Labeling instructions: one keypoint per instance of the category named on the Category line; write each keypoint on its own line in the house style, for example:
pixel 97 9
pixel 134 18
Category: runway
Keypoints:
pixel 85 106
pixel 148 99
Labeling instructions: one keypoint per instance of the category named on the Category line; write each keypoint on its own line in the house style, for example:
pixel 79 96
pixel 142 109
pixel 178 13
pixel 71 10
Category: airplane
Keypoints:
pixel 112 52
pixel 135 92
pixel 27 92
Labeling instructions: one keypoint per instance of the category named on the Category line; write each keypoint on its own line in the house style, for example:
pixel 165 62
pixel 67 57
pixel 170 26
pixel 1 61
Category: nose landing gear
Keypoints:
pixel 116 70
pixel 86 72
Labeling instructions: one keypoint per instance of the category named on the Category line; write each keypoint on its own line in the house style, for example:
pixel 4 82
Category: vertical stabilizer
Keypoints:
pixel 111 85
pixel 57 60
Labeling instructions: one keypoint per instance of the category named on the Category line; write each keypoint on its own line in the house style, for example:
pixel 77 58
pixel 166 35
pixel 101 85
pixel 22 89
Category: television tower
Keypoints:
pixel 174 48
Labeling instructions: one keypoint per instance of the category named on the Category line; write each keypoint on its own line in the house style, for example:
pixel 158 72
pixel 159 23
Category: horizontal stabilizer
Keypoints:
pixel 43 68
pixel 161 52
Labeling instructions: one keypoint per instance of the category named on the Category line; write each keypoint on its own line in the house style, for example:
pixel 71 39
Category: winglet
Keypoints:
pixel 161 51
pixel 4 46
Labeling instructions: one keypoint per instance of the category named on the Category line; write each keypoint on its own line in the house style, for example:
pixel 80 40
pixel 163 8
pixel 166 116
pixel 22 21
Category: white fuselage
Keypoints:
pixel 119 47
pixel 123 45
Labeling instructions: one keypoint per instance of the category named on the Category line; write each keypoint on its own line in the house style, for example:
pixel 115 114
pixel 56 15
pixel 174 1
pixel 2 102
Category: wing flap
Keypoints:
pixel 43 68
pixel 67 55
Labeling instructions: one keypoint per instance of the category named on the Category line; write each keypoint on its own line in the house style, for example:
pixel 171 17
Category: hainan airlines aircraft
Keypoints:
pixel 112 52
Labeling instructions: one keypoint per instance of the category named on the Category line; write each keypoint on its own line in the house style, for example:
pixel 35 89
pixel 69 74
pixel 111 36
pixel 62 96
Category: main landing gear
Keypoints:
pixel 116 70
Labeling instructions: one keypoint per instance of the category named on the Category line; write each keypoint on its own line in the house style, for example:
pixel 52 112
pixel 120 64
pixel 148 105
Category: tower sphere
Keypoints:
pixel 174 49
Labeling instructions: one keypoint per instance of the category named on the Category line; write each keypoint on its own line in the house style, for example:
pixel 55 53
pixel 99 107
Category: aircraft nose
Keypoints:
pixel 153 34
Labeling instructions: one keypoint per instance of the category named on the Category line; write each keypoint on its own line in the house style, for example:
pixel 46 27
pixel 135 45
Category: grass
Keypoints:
______
**What is expected**
Reproduce the entries exactly, dropping nothing.

**Your response**
Labeling instructions: one keypoint per instance of the category named on the Category line; write each keypoint on its own line in the house style, for example:
pixel 97 9
pixel 134 18
Category: runway
Keypoints:
pixel 85 106
pixel 148 99
Labeling instructions: one keypoint per instance of the category named on the Category line; write each keypoint on its own line in the house style, for example:
pixel 79 96
pixel 142 109
pixel 178 13
pixel 71 10
Category: airplane
Keypoints:
pixel 112 52
pixel 135 92
pixel 27 92
Labeling instructions: one keypoint per instance of the category named on the Category line; write each keypoint on its own line in the house style, for example:
pixel 165 62
pixel 67 57
pixel 170 26
pixel 1 61
Category: nose landing gear
Keypoints:
pixel 116 70
pixel 86 72
Labeling instructions: one keypoint per instance of the category named on the Category line; write each keypoint on its own line in the house style, for example:
pixel 4 82
Category: vertical stabilizer
Keypoints:
pixel 111 85
pixel 57 60
Labeling instructions: one keypoint per instance of the category named on the Category line; write each keypoint on its own line in the house style, for example:
pixel 77 58
pixel 166 35
pixel 101 85
pixel 22 89
Category: television tower
Keypoints:
pixel 174 48
Labeling instructions: one keypoint per instance of the category named on the Category line; write each keypoint on its own line in the house style, for example:
pixel 158 72
pixel 159 23
Category: horizontal stabilizer
Keypoints:
pixel 43 68
pixel 161 52
Labeling instructions: one keypoint per instance of the category named on the Category line; write each keypoint on its own line in the house style, for example:
pixel 71 39
Category: winglet
Keypoints:
pixel 161 51
pixel 4 46
Labeling instructions: one keypoint per instance of the category named on the Category line; write each keypoint on its own line in the house style, for example:
pixel 80 40
pixel 163 8
pixel 166 116
pixel 22 21
Category: white fuselage
Keypoints:
pixel 119 47
pixel 123 45
Labeling instructions: one keypoint per instance of the category named on the Category line; write each keypoint on its own line in the house style, for example:
pixel 115 114
pixel 56 15
pixel 174 1
pixel 2 102
Category: wing flap
Keypoints:
pixel 43 68
pixel 67 55
Labeling instructions: one keypoint per instance of the category named on the Category line; write each keypoint on its own line in the house style, for example:
pixel 171 17
Category: hainan airlines aircraft
Keypoints:
pixel 112 52
Labeling instructions: one keypoint per instance of the category named on the Category line; write each keypoint on its own line in the house style, for example:
pixel 35 89
pixel 69 74
pixel 111 36
pixel 62 96
Category: main landing gear
Keypoints:
pixel 116 70
Labeling instructions: one keypoint per instance of the category named on the Category line; write each keypoint on its own line in the house style, for example:
pixel 52 112
pixel 120 64
pixel 148 105
Category: tower sphere
Keypoints:
pixel 174 49
Labeling instructions: one keypoint per instance of the category named on the Category line; write each keypoint on its own line in the house style, for example:
pixel 55 53
pixel 99 107
Category: aircraft nose
Keypoints:
pixel 153 34
Labeling instructions: one keypoint per instance of the category named on the Category line; write each keypoint on its own line in the house style, for example:
pixel 46 27
pixel 135 45
Category: grass
Keypoints:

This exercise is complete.